Excerpted passage
During the analysis, we found that some strategies appealing to the analytical System 2 could only cause impact if the participant chose to pay attention. For example, only showing the cost of a particular medication on the ordering screen (information transparency) can go completely unnoticed by a participant thereby not engaging the participant’s analytical mind. We also found that some strategies that automatically substituted brand medications for generics or automatically populated ordering forms (defaults/pre-orders) could also take place without the participant’s knowledge or awareness. Thus, these interventions could change the outcome of a certain behaviour without having any effect on the behaviour itself.
Another challenge with considering System 1 and System 2 categories is that they do not capture whether the intervention is presented at the time of the decision or not. For example, some interventions sent feedback emails that could be read anytime, not at the time of prescription. So, the emails are meant to change a belief that will eventually impact a behaviour, but that is very different from immediately changing a prescription to generic at the time of ordering. To capture these shortcomings, we instead developed two independent dimensions, creating four quadrants:
Synchronous vs. asynchronous - An intervention strategy was coded as synchronous if its delivery coincided with the decision or behaviour it intended to affect.
Active vs. passive - An active strategy cannot be completed without an action on the part of the participant.
Figure 4 shows the distribution of nudging objectives across the quadrants. With the exception of staff vaccination, the other nudging objectives were addressed by strategies in more than one quadrant.
Figure 5 shows the distribution of intervention strategies across the quadrants. Three intervention strategies were assigned to more than one quadrant: alerts/reminders, defaults/pre-orders, environmental cueing/priming. Alerts and reminders often take place when the target behaviour must be performed (synchronous) and require an action from the clinician (active). Two exceptions were observed. One study was coded as active and asynchronous (Q2)  as it sent an email reminder prompting clinicians to access a dashboard in order to be exposed to the other nudges. The other study  was coded as passive and asynchronous (Q3), where letters were sent to remind front line staffers to get vaccinated, the letters could be read at any time and no action was strictly required.

Exercise set
**a)** From the passage on coding nudging interventions into quadrants, list every intervention strategy that was assigned to more than one quadrant.
**b)** Pick up the passage on coding nudging interventions into quadrants after its final sentence and write on from there.

Data under study
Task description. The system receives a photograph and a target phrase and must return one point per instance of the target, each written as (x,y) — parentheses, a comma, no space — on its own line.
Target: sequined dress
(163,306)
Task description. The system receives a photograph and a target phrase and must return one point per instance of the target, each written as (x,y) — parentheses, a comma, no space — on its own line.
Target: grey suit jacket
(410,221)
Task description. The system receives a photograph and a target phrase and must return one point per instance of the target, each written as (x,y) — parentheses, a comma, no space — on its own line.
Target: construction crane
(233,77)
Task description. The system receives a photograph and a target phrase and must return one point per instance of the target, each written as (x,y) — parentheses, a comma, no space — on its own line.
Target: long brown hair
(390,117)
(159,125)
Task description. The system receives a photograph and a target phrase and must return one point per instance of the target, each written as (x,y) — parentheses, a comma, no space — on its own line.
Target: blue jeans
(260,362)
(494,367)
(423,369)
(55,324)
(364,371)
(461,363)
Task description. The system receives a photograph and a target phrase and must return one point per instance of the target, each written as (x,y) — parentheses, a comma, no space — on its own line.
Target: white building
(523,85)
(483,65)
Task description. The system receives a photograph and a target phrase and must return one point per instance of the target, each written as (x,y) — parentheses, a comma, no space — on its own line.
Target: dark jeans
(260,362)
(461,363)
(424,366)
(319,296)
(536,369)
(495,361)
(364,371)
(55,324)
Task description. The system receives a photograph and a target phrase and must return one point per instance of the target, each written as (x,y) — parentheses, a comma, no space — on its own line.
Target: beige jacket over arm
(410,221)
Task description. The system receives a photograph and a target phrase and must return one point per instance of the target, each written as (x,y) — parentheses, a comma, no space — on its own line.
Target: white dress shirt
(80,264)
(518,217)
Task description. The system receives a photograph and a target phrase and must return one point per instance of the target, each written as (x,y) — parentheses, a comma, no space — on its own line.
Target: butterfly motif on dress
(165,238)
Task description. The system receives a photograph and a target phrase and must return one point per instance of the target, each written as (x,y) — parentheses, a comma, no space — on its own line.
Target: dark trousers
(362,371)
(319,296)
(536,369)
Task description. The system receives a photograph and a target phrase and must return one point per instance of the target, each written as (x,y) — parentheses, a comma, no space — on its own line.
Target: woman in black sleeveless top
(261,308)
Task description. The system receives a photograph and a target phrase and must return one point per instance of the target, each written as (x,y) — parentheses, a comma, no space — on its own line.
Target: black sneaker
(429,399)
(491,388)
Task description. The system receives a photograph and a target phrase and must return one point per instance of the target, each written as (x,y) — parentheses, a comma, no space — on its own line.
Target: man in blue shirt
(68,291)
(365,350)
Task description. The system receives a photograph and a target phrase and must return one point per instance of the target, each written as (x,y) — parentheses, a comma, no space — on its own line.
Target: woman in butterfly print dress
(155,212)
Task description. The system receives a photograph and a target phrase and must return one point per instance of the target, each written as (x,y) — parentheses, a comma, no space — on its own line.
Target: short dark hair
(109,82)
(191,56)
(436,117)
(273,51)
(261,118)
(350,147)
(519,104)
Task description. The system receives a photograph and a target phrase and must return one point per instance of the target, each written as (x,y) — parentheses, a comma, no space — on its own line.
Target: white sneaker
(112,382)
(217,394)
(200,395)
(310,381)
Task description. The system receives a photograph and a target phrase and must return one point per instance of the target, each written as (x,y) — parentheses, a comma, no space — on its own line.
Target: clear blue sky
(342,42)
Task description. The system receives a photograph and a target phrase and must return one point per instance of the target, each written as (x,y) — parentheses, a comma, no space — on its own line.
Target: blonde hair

Expected responses
**a)** alerts/reminders, defaults/pre-orders, environmental cueing/priming

**b)**
Most of the environmental cueing/priming strategies are passive and asynchronous (Q3), for example, placing posters with crafted messages and pictures. However, we coded one study  as synchronous because it placed chairs in examination rooms to encourage participants to sit during examination (Q4). In this case, the priming object (chair in examination room) coincides in time with the target behaviour (sitting during examination). The majority of default/pre-order interventions were synchronous and passive (Q4), for example, automatically changing a brand name medication for its generic equivalent. The” nudge” (substituting for generic) coincided in time with the target behaviour (prescribing a medication), and happened automatically even if there was no action from the clinician. There were two exceptions in this category, which implemented asynchronous strategies. One study  periodically populated an electronic folder with pre-approved orders for A1C laboratory tests, the other study  sent letters to participants with either pre-booked appointments (opt-out) for vaccination or without pre-booked appointments (opt-in).